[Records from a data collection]
>>>>

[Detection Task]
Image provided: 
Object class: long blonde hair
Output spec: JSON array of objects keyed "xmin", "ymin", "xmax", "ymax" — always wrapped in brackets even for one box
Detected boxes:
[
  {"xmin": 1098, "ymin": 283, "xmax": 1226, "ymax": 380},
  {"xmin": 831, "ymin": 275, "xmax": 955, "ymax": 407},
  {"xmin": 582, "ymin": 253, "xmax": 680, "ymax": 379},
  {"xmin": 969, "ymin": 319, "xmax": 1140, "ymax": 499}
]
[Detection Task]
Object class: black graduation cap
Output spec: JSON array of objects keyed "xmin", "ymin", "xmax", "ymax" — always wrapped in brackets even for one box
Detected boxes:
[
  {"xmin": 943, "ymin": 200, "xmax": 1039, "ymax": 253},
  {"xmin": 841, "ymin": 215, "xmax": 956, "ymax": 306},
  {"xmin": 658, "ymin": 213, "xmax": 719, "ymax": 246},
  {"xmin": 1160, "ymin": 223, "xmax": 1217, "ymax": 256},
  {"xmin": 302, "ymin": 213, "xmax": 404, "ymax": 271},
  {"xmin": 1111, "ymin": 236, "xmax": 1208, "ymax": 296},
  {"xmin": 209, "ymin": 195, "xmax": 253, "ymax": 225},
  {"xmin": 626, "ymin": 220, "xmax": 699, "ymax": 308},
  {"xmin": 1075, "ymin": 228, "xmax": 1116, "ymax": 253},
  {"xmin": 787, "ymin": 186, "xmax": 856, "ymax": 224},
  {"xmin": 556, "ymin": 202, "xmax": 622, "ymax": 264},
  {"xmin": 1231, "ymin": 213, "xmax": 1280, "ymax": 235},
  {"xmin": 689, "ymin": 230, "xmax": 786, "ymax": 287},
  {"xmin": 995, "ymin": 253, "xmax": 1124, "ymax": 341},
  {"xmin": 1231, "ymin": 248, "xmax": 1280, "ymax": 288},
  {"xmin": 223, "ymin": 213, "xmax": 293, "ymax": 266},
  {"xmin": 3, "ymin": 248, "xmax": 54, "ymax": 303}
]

<<<<

**Exercise goal:** Edit the data above so that every "Detected boxes" reads "Bounding boxes", leaving everything else as it is.

**Expected answer:**
[Detection Task]
Image provided: 
Object class: long blonde hair
Output spec: JSON array of objects keyed "xmin", "ymin", "xmax", "ymax" — always wrapped in brackets even for one box
Bounding boxes:
[
  {"xmin": 1098, "ymin": 283, "xmax": 1226, "ymax": 380},
  {"xmin": 831, "ymin": 275, "xmax": 955, "ymax": 407},
  {"xmin": 582, "ymin": 253, "xmax": 680, "ymax": 379},
  {"xmin": 969, "ymin": 319, "xmax": 1140, "ymax": 499}
]
[Detection Task]
Object class: black graduation cap
Output spec: JSON array of objects keyed "xmin", "ymin", "xmax", "ymax" — always wrapped in brackets even for one box
Bounding boxes:
[
  {"xmin": 943, "ymin": 200, "xmax": 1039, "ymax": 253},
  {"xmin": 841, "ymin": 215, "xmax": 956, "ymax": 306},
  {"xmin": 658, "ymin": 213, "xmax": 719, "ymax": 246},
  {"xmin": 1160, "ymin": 223, "xmax": 1217, "ymax": 256},
  {"xmin": 302, "ymin": 213, "xmax": 404, "ymax": 271},
  {"xmin": 1111, "ymin": 236, "xmax": 1208, "ymax": 296},
  {"xmin": 209, "ymin": 195, "xmax": 253, "ymax": 225},
  {"xmin": 626, "ymin": 220, "xmax": 699, "ymax": 308},
  {"xmin": 1075, "ymin": 228, "xmax": 1116, "ymax": 253},
  {"xmin": 787, "ymin": 186, "xmax": 856, "ymax": 224},
  {"xmin": 556, "ymin": 202, "xmax": 622, "ymax": 264},
  {"xmin": 1231, "ymin": 213, "xmax": 1280, "ymax": 235},
  {"xmin": 689, "ymin": 230, "xmax": 786, "ymax": 287},
  {"xmin": 995, "ymin": 253, "xmax": 1124, "ymax": 341},
  {"xmin": 1231, "ymin": 248, "xmax": 1280, "ymax": 288},
  {"xmin": 223, "ymin": 213, "xmax": 293, "ymax": 266},
  {"xmin": 3, "ymin": 248, "xmax": 54, "ymax": 303}
]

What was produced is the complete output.